▶ _Objective_
Please answer these questions from the text on Canadian banks and AI, using its figures:
(a) By how much does Jefferies say a 50bp efficiency improvement would lift earnings?
(b) How much enterprise value from AI does RBC aim for by 2027?
(c) Within what span of months is a material P&L inflection most likely to show through?

▶ _Selection_
▬▬▬

Jefferies estimates Canadian banks could achieve incremental 50–75 basis points (bps) of efficiency improvement — with upside >130bps not fully priced in — and says a 50bp improvement would lift earnings by ~130bps. TD is targeting $500M in revenue and $500M in expense improvements tied to AI (and $1B total AI value), RBC aims for $700M–$1B of enterprise value from AI by 2027, and CIBC’s heavy tech spend appears to have materially improved productivity in Q1-26. Jefferies highlights RY and TD as potential winners as the group shifts to enterprise-wide AI adoption, implying sector-level upside to efficiency and earnings.

Analysis

The winners will be banks that convert machine learning into fungible, repeatable revenue engines (cross-sell, pricing, loss reduction) rather than those that only extract one-off cost saves. At the system level this favors institutions with a consolidated data lake, standardized product primitives and omnichannel distribution — expect accelerating share gains for these incumbents and margin pressure on smaller peers that must rebuild stacks or outsource core functions. Cloud and data services (storage, MLOps, labeling) are second-order beneficiaries; vendor consolidation and pricing power could re-route margin uplift away from banks if procurement is weak. Key tail risks are governance and regulatory blowback: a high-profile AML/false-positive failure, material model bias finding, or cross-border data sovereignty action could force retrenchment and multi-quarter re-investment cycles. Timing is lumpy — material P&L inflection is most likely to show through in 6–24 months as projects move from pilots to live flows; reversals can occur rapidly if operational losses emerge or if capital markets re-price banks on quality of earnings rather than headline cost cuts. Also watch incremental hiring and consulting spend: a 12–18 month increase in tech OpEx is probable before steady-state savings arrive. Consensus is underestimating optionality but overestimating uniformity: not every bank will capture the same revenue lift, so stock dispersion should widen. That creates a pragmatic trade set-up of concentrated long exposure to a few execution-proven names while hedging the sector — prefer asymmetric option structures or pairs rather than undifferentiated longs. Monitor three catalysts for re-rating: four consecutive quarters of declining cost/income ex-discrete items, a material reduction in false-positive AML hit rates, or a strategic sale/M&A that validates tech-driven valuation uplifts.

▬▬▬

▶ _Provided material_

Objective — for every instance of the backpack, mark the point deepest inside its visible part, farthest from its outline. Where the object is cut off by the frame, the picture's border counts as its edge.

▬▬▬

▶ _Expected output_
(a) About 130bps.
(b) $700M–$1B.
(c) 6–24 months.